What is expected ▸
An exact reproduction of the data below is the required answer.

(Stored records)
┄┄┄┄┄┄┄┄┄┄┄┄┄┄┄┄┄┄┄┄
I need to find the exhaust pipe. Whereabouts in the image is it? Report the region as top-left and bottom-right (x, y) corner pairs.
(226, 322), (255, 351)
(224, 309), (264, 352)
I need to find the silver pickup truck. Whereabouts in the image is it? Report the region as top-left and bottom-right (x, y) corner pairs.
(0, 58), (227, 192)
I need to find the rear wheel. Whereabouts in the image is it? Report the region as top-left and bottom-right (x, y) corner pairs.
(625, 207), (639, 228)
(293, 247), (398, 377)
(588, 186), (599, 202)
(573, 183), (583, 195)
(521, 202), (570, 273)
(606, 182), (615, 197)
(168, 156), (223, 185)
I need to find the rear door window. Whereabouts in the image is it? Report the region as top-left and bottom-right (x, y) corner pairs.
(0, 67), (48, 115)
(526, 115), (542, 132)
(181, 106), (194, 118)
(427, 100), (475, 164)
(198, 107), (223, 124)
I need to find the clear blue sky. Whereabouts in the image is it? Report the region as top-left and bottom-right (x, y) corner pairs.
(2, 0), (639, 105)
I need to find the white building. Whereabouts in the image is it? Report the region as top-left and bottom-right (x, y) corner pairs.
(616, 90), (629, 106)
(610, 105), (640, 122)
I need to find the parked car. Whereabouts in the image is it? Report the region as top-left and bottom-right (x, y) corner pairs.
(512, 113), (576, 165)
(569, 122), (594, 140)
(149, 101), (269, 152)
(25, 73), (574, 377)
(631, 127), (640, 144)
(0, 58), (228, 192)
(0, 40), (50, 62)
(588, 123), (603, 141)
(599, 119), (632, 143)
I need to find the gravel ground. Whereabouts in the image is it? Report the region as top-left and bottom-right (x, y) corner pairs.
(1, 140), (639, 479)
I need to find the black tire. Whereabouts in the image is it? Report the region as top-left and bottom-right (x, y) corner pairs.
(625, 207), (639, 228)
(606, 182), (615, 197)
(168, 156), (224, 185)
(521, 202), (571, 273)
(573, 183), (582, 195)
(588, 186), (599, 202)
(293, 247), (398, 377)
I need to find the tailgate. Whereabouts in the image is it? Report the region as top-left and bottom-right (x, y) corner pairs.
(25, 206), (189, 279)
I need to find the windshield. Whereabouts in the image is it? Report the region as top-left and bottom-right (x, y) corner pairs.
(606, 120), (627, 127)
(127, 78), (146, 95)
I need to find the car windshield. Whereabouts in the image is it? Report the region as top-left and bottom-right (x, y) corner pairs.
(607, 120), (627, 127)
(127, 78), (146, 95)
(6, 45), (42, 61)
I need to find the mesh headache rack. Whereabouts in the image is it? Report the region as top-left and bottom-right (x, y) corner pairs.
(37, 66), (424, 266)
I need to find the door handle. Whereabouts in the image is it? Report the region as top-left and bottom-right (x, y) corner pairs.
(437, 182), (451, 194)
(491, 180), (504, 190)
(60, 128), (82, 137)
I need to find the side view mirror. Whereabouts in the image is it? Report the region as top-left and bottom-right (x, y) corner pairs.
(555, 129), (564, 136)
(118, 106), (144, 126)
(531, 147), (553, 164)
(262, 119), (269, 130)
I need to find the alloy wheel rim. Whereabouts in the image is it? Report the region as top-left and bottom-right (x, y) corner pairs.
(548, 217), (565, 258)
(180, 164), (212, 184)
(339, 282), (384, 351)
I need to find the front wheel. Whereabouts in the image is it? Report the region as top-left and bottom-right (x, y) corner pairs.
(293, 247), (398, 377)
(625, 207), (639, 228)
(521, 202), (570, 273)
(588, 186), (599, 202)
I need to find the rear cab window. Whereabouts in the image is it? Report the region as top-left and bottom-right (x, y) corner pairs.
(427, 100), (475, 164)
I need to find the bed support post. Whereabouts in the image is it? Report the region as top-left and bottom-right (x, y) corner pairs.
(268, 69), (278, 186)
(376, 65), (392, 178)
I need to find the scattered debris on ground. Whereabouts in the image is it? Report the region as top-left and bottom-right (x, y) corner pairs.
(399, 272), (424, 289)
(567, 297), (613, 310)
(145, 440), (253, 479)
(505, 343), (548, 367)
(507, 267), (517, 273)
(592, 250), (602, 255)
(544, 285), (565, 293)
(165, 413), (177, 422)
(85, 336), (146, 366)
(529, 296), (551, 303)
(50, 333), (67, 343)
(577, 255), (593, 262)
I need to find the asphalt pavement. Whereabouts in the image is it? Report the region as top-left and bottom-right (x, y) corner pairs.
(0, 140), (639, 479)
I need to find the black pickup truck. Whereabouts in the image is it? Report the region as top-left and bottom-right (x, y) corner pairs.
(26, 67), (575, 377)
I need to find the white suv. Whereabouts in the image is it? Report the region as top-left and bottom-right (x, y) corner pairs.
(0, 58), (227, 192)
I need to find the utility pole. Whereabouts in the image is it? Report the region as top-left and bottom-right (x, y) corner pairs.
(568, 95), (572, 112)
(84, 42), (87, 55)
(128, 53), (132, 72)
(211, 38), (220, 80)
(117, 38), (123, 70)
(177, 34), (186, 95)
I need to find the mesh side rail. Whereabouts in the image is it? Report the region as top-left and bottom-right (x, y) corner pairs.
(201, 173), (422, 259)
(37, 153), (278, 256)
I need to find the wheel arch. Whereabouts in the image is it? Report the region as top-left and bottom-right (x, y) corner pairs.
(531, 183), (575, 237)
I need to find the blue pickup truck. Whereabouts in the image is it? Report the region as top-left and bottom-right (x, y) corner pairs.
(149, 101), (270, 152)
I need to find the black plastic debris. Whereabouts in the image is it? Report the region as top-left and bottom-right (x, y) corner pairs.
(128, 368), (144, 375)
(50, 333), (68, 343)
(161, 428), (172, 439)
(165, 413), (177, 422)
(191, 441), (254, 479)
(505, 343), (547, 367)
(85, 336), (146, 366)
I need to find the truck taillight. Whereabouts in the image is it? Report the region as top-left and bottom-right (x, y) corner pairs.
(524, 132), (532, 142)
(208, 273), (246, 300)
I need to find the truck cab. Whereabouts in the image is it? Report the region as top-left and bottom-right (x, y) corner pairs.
┄┄┄┄┄┄┄┄┄┄┄┄┄┄┄┄┄┄┄┄
Exercise result ▸
I need to find the exhaust pipe. Whereabouts in the image is it? Report the region as top-left and bottom-right (x, y) corner pairs.
(226, 322), (255, 351)
(224, 309), (264, 352)
I need to find the silver pickup truck. Whereabouts in the image is it? Report the region as top-left and bottom-right (x, y) corner pairs.
(0, 58), (227, 192)
I need to find the rear wheel. Whereabouts in the image is it? Report the region as top-left and bottom-right (x, y) corner pairs.
(625, 207), (639, 228)
(293, 247), (398, 377)
(588, 186), (599, 202)
(573, 183), (583, 195)
(521, 202), (570, 273)
(606, 182), (615, 197)
(168, 156), (223, 185)
I need to find the rear door window. Whereabouts in the image is it? Report the region as top-left and bottom-right (x, y) corner pairs.
(0, 67), (48, 115)
(526, 115), (542, 132)
(181, 106), (194, 118)
(427, 100), (475, 164)
(198, 107), (223, 124)
I need to find the clear blue sky. Whereabouts in the image is it? Report the region as top-left and bottom-right (x, y) corner pairs.
(2, 0), (639, 105)
I need to find the white building. Whereabouts in the image is it? Report the region as top-left and bottom-right (x, y) corner pairs.
(616, 90), (629, 106)
(610, 105), (640, 122)
I need to find the parked car. Whereabouts in the image is it? Report the region as top-left and bottom-right (x, y) corner pairs.
(512, 113), (576, 165)
(569, 122), (594, 140)
(149, 101), (269, 152)
(25, 73), (574, 377)
(631, 127), (640, 144)
(0, 58), (228, 192)
(0, 40), (50, 62)
(588, 123), (603, 141)
(599, 119), (632, 143)
I need to find the gravel ground. Whereabouts in the image is it? Report the region as top-left and bottom-right (x, y) corner pairs.
(1, 140), (639, 479)
I need to find the black tire. Whereabouts in the image is it? Report the region as top-left and bottom-right (x, y) corner pairs.
(625, 207), (639, 228)
(606, 182), (615, 197)
(168, 156), (224, 185)
(521, 202), (571, 273)
(573, 183), (582, 195)
(588, 186), (599, 202)
(293, 247), (398, 377)
I need to find the tailgate. Whereabouts in the image is it? Report the region as top-left and bottom-right (x, y) corner pairs.
(25, 206), (189, 279)
I need to find the windshield. Whereabouts in the image is it? Report the region as top-left and bottom-right (x, y) corner pairs.
(606, 120), (627, 127)
(127, 78), (146, 95)
I need to find the car windshield. Whereabouts in the image is it? Report the region as top-left and bottom-right (x, y) corner pairs.
(607, 120), (627, 127)
(127, 78), (146, 95)
(6, 45), (42, 61)
I need to find the mesh headache rack. Whereabouts in the image is it? Report the region as top-left and bottom-right (x, y) corner pairs.
(37, 66), (424, 266)
I need to find the door handle. Whereabouts in the image is it? Report the region as top-left and bottom-right (x, y) corner pairs.
(437, 182), (451, 194)
(491, 180), (504, 190)
(60, 128), (82, 137)
I need to find the side view mirror. Whereabouts in the image is it? Report the region as top-left and bottom-right (x, y) corner pairs.
(555, 129), (564, 136)
(118, 106), (144, 126)
(531, 147), (553, 164)
(262, 119), (269, 130)
I need to find the alloy wheel rim. Whereabouts in the image is it? Report the region as top-left and bottom-right (x, y) corner pairs.
(548, 217), (565, 258)
(180, 164), (212, 184)
(339, 282), (384, 351)
I need to find the front wheel. Whereabouts in the image is it? Report the region as top-left and bottom-right (x, y) corner pairs.
(293, 247), (398, 377)
(625, 207), (639, 228)
(521, 202), (570, 273)
(588, 186), (599, 202)
I need to find the rear cab window. Whereabouts in the image is it? Report the region as top-left and bottom-right (x, y) corner pairs.
(427, 100), (475, 164)
I need to find the bed support post. Whereabouts in the image is it? Report the region as top-left and bottom-right (x, y) corner pairs.
(268, 69), (278, 186)
(376, 65), (392, 178)
I need to find the scattered debris on ground. Whereabouts in the image is it? Report the region as top-left and bottom-right (x, y) corner pairs.
(399, 272), (424, 289)
(567, 297), (613, 310)
(145, 440), (253, 479)
(505, 343), (548, 367)
(507, 267), (517, 273)
(592, 250), (602, 255)
(544, 285), (565, 293)
(165, 413), (177, 422)
(85, 336), (146, 366)
(529, 296), (551, 303)
(50, 333), (67, 343)
(577, 255), (593, 262)
I need to find the asphalt pavement. Whereabouts in the image is it? Report the region as top-left and bottom-right (x, y) corner pairs.
(0, 140), (639, 479)
I need to find the black pickup truck. Whereabouts in the image is it? Report the region as top-left and bottom-right (x, y) corner pairs.
(26, 67), (575, 377)
I need to find the white suv. Whereabouts in the image is it? Report the region as top-left and bottom-right (x, y) corner pairs.
(0, 58), (227, 192)
I need to find the utility pole. Whereabouts in the image is it? Report the region as top-left and bottom-right (x, y) corner pairs.
(568, 95), (572, 112)
(84, 42), (87, 55)
(128, 53), (132, 72)
(211, 38), (220, 80)
(117, 38), (123, 70)
(177, 34), (186, 95)
I need to find the mesh side rail. Whereabouts in the image is it? Report the region as top-left and bottom-right (x, y) corner pairs.
(201, 173), (422, 259)
(37, 153), (278, 256)
I need to find the wheel arch. Whereabouts in the image is it? Report the region as top-left and bottom-right (x, y) corner pairs.
(531, 183), (575, 237)
I need to find the blue pickup truck. Whereabouts in the image is it? Report the region as top-left and bottom-right (x, y) corner pairs.
(149, 101), (270, 152)
I need to find the black plastic debris. Whereabouts in the image is it? Report the region as top-left and bottom-right (x, y) corner pairs.
(128, 368), (144, 375)
(50, 333), (68, 343)
(161, 428), (172, 439)
(165, 413), (177, 422)
(191, 441), (254, 479)
(505, 343), (547, 367)
(85, 336), (146, 366)
I need to find the truck taillight. Whereabouts in the image is it? Report the region as top-left and bottom-right (x, y) corner pairs.
(524, 132), (532, 142)
(208, 273), (246, 300)
I need to find the truck cab. Whereabouts in the image is it? Report the region as top-left and bottom-right (x, y) corner pairs.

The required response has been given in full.